§ **WHAT YOU NEED TO DO**
Starting at the line that contains "Guideline: the keypoint for each instance of the dark barge" and continuing through the end of the material, render those lines as a numbered list, leaving out any blank lines.

§ **DATA SUPPLIED**
******************************
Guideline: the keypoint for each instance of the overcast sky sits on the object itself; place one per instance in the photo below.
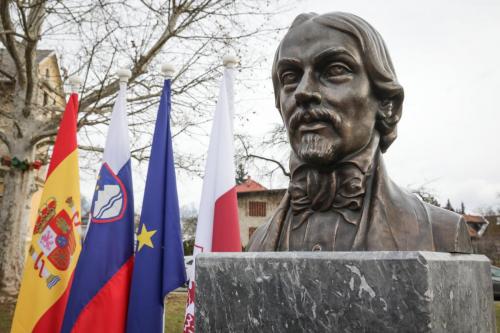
(446, 55)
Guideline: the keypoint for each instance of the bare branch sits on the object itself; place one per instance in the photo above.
(10, 43)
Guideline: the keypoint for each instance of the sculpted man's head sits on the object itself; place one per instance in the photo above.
(335, 87)
(340, 100)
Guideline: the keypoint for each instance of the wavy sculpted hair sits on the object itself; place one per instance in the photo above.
(376, 60)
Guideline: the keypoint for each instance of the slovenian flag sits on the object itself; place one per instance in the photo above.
(218, 227)
(55, 245)
(159, 259)
(99, 294)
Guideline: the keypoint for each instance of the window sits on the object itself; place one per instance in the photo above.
(251, 230)
(257, 208)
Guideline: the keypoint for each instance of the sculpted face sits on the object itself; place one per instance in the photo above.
(326, 100)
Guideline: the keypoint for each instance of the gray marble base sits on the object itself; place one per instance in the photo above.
(343, 292)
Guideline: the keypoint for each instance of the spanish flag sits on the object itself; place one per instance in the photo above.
(55, 245)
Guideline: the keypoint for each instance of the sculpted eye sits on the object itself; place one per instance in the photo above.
(335, 70)
(288, 77)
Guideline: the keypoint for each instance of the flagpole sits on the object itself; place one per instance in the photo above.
(230, 61)
(168, 71)
(124, 74)
(75, 84)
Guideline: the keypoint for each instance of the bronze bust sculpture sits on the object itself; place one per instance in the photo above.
(339, 97)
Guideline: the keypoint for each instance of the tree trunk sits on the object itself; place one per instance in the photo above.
(14, 219)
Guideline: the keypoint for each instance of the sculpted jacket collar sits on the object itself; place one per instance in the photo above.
(341, 189)
(395, 220)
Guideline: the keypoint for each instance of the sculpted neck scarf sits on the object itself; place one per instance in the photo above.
(340, 188)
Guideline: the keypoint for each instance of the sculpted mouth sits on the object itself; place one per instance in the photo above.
(312, 127)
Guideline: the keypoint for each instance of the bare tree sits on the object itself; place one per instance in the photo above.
(93, 37)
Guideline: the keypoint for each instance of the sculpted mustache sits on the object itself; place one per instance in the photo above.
(314, 115)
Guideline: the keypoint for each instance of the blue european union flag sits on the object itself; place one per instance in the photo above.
(159, 259)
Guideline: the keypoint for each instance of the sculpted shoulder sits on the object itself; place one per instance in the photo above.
(445, 224)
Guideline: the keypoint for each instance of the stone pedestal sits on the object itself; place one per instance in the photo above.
(344, 292)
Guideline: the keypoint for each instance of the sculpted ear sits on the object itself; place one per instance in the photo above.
(388, 115)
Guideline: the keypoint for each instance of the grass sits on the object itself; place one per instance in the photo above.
(175, 306)
(497, 312)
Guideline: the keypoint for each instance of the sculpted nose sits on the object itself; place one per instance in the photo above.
(306, 93)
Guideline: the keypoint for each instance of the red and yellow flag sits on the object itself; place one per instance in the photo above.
(55, 245)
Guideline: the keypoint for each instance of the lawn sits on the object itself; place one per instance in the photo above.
(175, 307)
(174, 314)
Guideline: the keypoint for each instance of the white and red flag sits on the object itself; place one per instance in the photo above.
(218, 228)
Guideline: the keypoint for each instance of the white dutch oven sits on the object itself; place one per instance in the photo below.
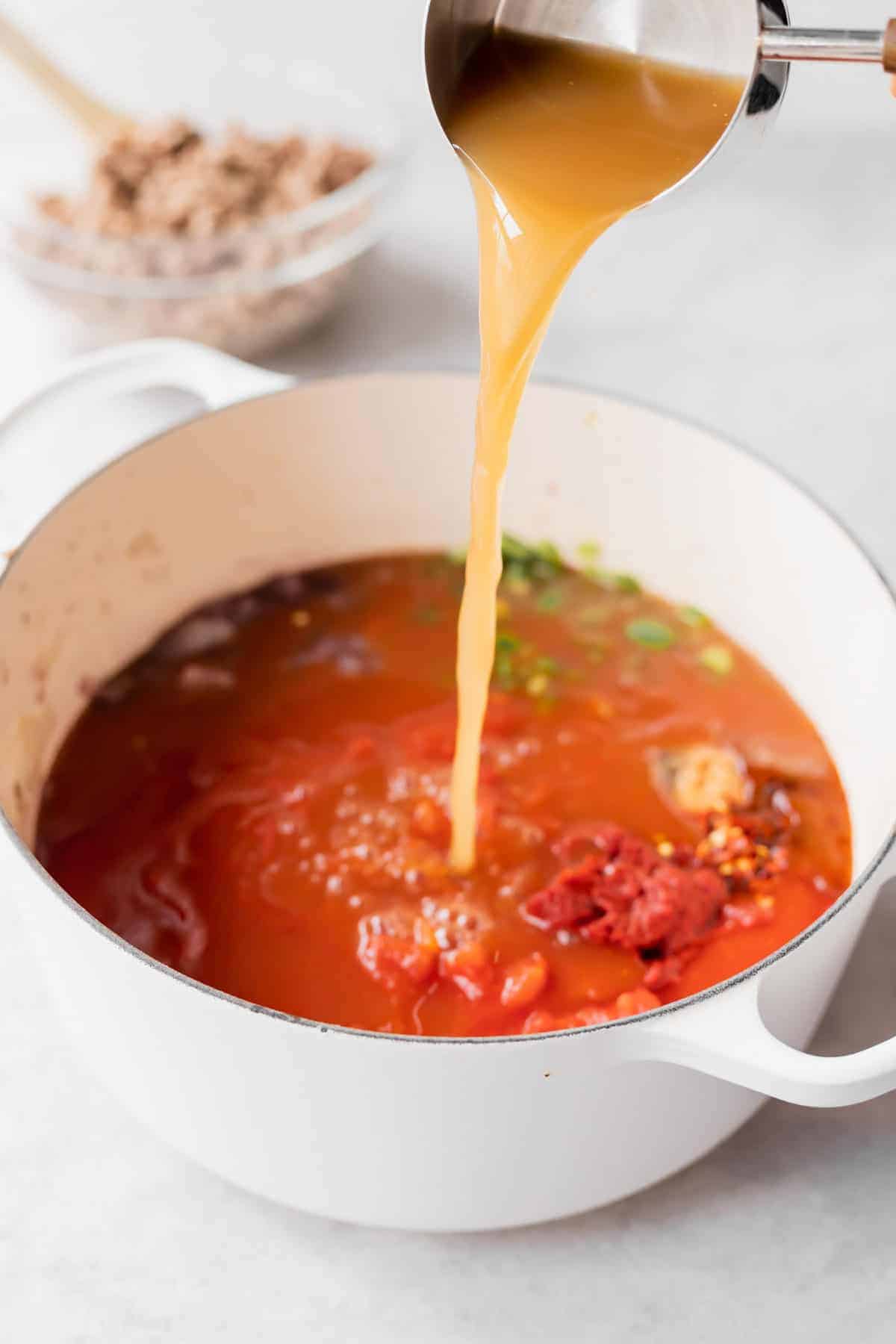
(395, 1130)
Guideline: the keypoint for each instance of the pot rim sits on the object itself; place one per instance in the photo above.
(8, 833)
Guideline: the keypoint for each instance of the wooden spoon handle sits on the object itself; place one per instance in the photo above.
(94, 117)
(889, 47)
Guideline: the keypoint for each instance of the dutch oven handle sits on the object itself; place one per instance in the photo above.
(724, 1035)
(35, 470)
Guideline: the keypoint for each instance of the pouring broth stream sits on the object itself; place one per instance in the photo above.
(561, 141)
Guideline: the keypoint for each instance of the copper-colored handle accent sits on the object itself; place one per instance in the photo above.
(889, 47)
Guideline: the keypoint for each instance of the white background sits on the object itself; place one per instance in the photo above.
(766, 309)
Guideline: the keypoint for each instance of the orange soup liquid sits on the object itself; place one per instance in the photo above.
(561, 141)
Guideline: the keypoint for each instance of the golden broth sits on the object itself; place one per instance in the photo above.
(561, 141)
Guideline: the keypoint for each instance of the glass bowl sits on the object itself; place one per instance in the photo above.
(243, 290)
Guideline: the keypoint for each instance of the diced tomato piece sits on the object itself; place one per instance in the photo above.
(504, 715)
(433, 742)
(395, 961)
(635, 1001)
(541, 1021)
(470, 968)
(430, 823)
(524, 980)
(361, 749)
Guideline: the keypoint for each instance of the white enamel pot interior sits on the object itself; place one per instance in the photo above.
(391, 1130)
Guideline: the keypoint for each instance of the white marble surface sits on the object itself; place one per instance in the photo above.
(765, 309)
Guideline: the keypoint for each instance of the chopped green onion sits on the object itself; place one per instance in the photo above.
(550, 601)
(547, 551)
(504, 672)
(512, 549)
(653, 635)
(718, 658)
(625, 584)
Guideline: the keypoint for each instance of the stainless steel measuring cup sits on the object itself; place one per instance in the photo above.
(741, 38)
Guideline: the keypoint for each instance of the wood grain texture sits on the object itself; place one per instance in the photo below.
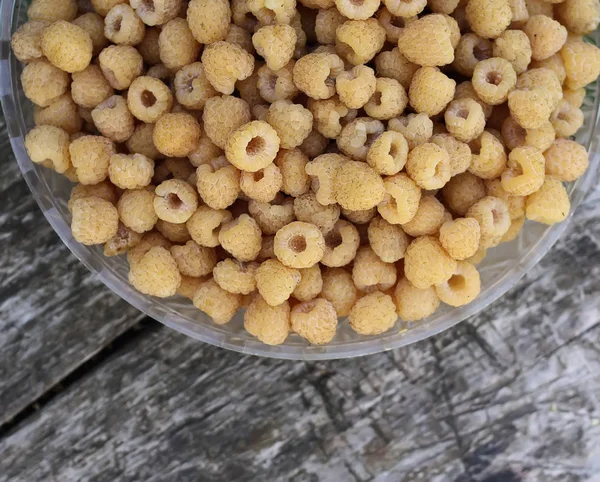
(54, 314)
(511, 395)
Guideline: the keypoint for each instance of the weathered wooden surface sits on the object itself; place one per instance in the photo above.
(53, 314)
(511, 395)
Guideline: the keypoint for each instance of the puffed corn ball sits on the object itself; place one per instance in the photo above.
(472, 49)
(459, 152)
(257, 154)
(357, 186)
(188, 286)
(514, 47)
(326, 23)
(148, 99)
(462, 288)
(176, 135)
(176, 44)
(516, 204)
(271, 217)
(315, 74)
(388, 241)
(130, 171)
(388, 153)
(262, 185)
(356, 86)
(225, 63)
(63, 113)
(357, 137)
(67, 46)
(323, 170)
(550, 204)
(371, 273)
(209, 20)
(310, 285)
(487, 18)
(414, 304)
(26, 42)
(358, 41)
(429, 166)
(547, 36)
(104, 190)
(525, 173)
(216, 302)
(294, 179)
(270, 324)
(121, 65)
(341, 244)
(149, 240)
(94, 220)
(515, 136)
(566, 160)
(236, 277)
(582, 63)
(566, 119)
(460, 237)
(205, 224)
(426, 263)
(427, 41)
(493, 79)
(93, 24)
(175, 201)
(493, 217)
(578, 16)
(394, 65)
(401, 199)
(330, 116)
(253, 146)
(427, 220)
(309, 210)
(193, 259)
(218, 183)
(123, 26)
(241, 237)
(43, 83)
(89, 87)
(465, 119)
(176, 233)
(299, 245)
(488, 158)
(156, 273)
(275, 85)
(292, 122)
(531, 109)
(416, 128)
(314, 320)
(373, 314)
(276, 282)
(52, 10)
(123, 241)
(276, 44)
(222, 116)
(90, 156)
(389, 100)
(431, 91)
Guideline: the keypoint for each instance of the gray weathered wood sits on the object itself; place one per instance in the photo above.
(53, 314)
(510, 395)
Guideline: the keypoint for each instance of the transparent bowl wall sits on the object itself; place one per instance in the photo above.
(499, 271)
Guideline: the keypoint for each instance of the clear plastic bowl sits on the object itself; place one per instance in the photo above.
(502, 268)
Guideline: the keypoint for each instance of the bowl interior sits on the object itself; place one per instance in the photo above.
(500, 270)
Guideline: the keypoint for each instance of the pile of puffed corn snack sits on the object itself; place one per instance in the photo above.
(313, 160)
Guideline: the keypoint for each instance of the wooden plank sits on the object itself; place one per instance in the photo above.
(54, 314)
(511, 395)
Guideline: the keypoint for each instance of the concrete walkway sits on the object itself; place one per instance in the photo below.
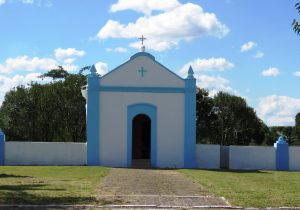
(154, 188)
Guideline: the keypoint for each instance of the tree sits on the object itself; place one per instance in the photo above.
(237, 123)
(46, 112)
(204, 117)
(296, 24)
(297, 128)
(58, 73)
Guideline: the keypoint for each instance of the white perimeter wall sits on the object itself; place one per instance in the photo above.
(45, 153)
(294, 158)
(113, 127)
(252, 157)
(208, 156)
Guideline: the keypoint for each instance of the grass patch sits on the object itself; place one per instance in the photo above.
(50, 184)
(250, 188)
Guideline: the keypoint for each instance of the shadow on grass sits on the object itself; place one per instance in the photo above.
(27, 187)
(13, 176)
(236, 171)
(18, 194)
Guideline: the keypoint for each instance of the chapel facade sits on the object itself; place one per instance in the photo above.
(141, 110)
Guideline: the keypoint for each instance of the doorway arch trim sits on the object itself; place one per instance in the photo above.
(149, 110)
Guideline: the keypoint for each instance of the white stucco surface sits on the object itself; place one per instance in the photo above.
(252, 157)
(45, 153)
(155, 75)
(208, 156)
(294, 158)
(170, 127)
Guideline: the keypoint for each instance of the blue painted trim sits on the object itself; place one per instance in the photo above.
(150, 111)
(190, 124)
(141, 89)
(93, 121)
(138, 55)
(282, 154)
(142, 54)
(2, 147)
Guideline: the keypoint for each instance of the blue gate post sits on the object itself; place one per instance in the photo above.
(282, 154)
(2, 145)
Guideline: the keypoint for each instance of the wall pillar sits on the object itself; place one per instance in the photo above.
(2, 147)
(190, 121)
(282, 154)
(93, 118)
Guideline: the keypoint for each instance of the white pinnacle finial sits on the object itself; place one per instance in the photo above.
(143, 47)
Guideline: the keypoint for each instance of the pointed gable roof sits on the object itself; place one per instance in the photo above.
(142, 70)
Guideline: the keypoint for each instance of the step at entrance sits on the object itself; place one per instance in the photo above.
(141, 163)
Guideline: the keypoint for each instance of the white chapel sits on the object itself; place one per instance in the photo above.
(141, 110)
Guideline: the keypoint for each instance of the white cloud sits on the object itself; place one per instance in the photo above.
(2, 2)
(102, 68)
(27, 1)
(118, 49)
(297, 73)
(165, 30)
(278, 110)
(212, 83)
(27, 64)
(69, 52)
(248, 46)
(144, 6)
(200, 64)
(271, 72)
(259, 55)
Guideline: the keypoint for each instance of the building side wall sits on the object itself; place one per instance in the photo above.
(294, 158)
(113, 127)
(252, 157)
(208, 156)
(45, 153)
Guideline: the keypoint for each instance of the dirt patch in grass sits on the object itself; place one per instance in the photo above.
(251, 188)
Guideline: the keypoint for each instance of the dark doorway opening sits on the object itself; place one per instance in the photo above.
(141, 137)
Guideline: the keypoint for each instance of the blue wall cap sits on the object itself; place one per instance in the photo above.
(190, 73)
(93, 71)
(281, 140)
(142, 54)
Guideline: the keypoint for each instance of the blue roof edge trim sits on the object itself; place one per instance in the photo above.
(142, 54)
(147, 55)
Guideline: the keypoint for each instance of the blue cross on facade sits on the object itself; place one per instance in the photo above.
(142, 71)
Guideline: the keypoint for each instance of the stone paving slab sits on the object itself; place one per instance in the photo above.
(161, 201)
(156, 188)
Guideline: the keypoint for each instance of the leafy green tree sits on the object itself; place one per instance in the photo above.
(296, 24)
(46, 112)
(237, 123)
(58, 73)
(297, 128)
(205, 117)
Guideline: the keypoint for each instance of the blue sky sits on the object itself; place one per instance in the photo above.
(244, 47)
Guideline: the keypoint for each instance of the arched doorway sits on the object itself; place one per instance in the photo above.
(141, 137)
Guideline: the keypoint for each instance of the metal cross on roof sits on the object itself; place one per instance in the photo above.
(142, 38)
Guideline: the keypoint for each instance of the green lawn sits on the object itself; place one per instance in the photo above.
(251, 188)
(50, 184)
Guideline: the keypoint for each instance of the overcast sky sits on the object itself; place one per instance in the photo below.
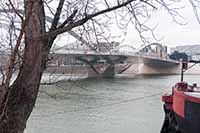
(172, 33)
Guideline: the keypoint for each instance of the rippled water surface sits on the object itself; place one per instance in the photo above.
(119, 105)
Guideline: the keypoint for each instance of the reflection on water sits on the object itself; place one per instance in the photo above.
(119, 105)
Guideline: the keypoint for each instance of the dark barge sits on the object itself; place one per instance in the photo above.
(182, 107)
******************************
§ **THE RESULT**
1. Guideline: the keypoint for each instance of the dark barge sits on the object itself; place one per instance in the photo above.
2. (182, 107)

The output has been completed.